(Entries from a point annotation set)

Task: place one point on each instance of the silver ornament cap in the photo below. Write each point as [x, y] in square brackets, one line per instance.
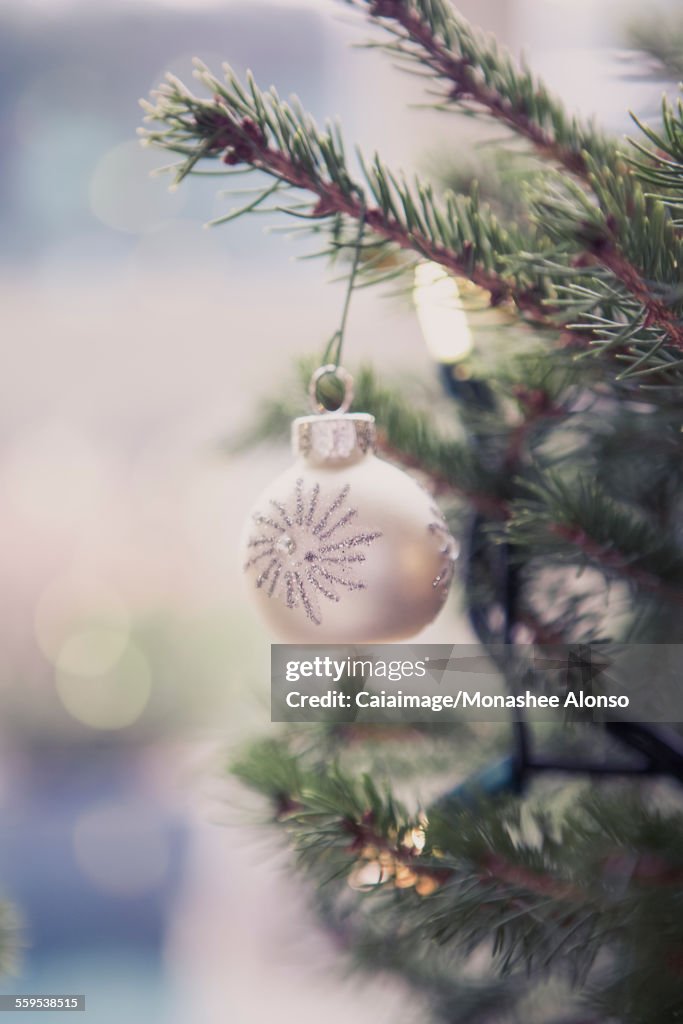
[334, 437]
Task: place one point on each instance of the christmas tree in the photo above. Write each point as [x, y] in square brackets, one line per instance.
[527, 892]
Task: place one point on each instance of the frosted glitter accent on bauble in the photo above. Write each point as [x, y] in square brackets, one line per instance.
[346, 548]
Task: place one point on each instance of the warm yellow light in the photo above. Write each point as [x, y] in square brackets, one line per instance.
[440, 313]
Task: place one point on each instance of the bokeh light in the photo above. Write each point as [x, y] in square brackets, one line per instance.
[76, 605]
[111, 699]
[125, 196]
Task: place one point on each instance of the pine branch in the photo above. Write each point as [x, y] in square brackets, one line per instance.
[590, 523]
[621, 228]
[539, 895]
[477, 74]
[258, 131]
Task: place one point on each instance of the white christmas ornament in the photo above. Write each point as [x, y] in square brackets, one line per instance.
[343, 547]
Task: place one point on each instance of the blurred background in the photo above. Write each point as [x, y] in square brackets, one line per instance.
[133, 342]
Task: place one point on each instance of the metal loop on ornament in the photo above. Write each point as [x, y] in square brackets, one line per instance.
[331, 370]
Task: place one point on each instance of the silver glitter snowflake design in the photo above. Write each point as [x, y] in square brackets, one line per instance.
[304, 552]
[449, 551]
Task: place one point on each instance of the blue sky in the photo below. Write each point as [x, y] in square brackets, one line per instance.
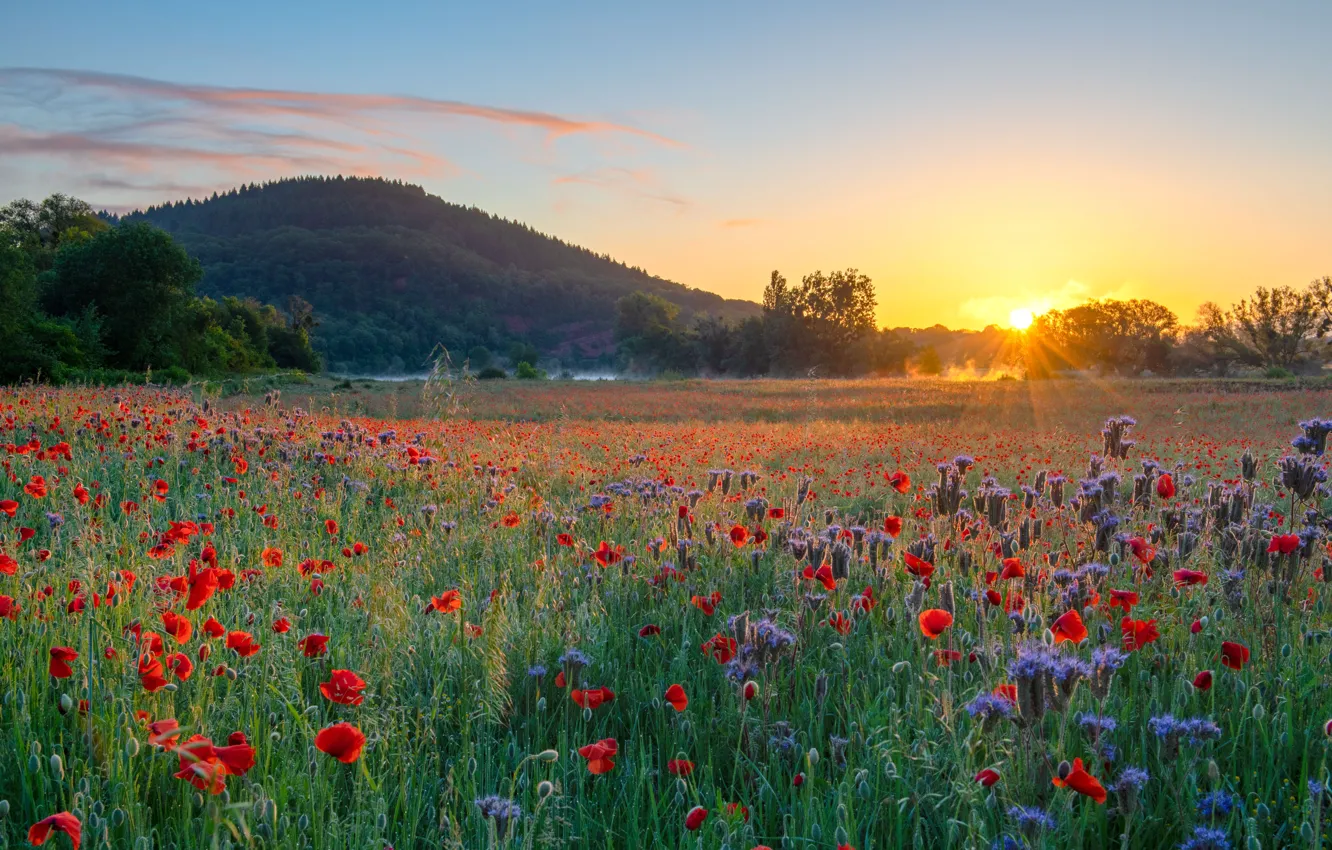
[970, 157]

* * *

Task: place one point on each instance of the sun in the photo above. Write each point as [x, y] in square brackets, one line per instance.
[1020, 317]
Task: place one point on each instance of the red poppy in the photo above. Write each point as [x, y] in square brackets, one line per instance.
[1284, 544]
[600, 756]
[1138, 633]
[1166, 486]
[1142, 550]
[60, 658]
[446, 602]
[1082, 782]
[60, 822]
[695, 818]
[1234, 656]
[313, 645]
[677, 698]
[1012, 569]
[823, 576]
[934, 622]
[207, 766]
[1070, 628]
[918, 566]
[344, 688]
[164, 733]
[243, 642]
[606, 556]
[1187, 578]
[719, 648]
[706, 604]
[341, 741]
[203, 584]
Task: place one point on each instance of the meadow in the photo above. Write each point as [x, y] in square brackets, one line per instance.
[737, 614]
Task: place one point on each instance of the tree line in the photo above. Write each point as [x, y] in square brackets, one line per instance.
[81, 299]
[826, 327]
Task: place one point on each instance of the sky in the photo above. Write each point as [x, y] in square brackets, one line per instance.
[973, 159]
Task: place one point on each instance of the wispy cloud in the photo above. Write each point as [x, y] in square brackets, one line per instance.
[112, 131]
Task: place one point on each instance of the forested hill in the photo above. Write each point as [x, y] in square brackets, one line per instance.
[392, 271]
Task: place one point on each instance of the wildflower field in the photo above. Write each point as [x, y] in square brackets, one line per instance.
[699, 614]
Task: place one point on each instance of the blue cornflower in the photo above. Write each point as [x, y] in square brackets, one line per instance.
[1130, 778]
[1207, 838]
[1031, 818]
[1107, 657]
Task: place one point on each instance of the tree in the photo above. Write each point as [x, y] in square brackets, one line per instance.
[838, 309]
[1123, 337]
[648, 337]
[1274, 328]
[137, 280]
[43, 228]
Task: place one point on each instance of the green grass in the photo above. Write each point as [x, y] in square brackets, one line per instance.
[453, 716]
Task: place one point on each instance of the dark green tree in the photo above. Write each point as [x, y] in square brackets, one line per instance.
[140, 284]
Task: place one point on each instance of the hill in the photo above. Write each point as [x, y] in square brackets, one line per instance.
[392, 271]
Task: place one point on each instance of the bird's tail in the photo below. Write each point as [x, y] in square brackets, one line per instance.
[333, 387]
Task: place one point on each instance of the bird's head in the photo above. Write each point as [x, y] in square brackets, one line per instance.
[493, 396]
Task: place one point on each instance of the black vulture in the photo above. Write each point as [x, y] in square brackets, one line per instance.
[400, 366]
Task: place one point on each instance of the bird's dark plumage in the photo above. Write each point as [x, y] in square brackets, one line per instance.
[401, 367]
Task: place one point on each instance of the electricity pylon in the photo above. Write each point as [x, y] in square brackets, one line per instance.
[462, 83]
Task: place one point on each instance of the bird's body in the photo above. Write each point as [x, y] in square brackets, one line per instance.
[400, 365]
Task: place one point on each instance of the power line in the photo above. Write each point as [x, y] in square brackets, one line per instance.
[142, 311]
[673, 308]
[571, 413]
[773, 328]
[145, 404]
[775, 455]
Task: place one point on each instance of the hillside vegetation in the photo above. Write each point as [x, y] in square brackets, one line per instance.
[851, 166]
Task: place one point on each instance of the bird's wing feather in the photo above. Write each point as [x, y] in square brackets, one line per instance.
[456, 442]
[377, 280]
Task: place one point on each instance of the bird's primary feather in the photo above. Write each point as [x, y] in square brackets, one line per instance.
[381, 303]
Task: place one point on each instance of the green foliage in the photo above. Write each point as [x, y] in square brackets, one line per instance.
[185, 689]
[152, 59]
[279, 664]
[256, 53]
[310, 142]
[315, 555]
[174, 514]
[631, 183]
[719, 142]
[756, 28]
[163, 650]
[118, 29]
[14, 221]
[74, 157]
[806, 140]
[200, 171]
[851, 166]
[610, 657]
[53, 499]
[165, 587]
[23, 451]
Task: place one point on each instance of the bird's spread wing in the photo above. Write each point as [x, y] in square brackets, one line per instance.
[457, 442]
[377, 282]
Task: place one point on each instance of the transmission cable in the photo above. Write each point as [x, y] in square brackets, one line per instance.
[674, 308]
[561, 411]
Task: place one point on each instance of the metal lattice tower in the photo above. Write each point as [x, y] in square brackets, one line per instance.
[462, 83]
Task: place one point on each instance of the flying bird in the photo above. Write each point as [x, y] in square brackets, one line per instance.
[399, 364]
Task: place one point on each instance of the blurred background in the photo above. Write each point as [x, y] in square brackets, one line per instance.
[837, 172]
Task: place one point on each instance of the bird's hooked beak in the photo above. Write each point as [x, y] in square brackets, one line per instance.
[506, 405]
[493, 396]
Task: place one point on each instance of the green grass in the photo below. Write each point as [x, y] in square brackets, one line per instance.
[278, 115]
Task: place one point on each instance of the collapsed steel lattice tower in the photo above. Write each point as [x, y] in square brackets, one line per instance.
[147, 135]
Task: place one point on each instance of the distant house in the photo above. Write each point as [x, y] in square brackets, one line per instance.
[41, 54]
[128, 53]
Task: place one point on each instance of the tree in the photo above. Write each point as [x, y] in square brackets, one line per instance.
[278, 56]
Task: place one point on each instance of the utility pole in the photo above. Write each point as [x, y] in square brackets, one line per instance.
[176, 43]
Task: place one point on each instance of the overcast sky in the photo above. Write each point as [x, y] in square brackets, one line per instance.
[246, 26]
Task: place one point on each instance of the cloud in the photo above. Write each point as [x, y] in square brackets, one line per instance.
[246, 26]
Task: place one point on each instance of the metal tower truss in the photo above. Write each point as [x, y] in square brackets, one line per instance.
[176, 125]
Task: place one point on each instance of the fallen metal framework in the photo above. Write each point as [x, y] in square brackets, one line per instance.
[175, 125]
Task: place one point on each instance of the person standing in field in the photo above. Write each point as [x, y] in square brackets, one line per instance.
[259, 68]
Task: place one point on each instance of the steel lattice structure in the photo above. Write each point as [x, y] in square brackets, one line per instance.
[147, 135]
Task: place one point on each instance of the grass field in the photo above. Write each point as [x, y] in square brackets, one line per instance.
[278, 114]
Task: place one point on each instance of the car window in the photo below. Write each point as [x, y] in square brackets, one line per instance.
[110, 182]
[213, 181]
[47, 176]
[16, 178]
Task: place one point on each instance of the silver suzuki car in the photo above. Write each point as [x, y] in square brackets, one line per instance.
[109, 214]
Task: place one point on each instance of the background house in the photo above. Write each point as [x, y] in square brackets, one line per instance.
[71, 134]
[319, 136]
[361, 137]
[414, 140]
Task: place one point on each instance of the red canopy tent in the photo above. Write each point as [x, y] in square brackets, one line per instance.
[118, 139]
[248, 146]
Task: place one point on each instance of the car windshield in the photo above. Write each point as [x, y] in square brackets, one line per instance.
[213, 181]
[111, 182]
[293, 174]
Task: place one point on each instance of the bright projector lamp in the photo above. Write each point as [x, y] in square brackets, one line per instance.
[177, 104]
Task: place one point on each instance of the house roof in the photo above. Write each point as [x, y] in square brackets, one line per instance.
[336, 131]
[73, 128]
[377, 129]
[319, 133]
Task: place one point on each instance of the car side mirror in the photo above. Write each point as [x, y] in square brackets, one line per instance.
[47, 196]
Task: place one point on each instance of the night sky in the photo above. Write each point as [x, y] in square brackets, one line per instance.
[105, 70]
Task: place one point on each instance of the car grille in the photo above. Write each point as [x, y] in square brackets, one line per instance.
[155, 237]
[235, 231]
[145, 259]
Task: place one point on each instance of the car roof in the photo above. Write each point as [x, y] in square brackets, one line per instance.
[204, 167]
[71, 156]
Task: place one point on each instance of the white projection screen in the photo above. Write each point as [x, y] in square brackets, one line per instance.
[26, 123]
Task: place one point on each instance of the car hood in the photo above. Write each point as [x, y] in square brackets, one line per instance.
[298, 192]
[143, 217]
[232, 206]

* EXERCISE PROMPT:
How many lines of the records above contain the string "tree"? Reply with the number alone.

* RESPONSE BELOW:
5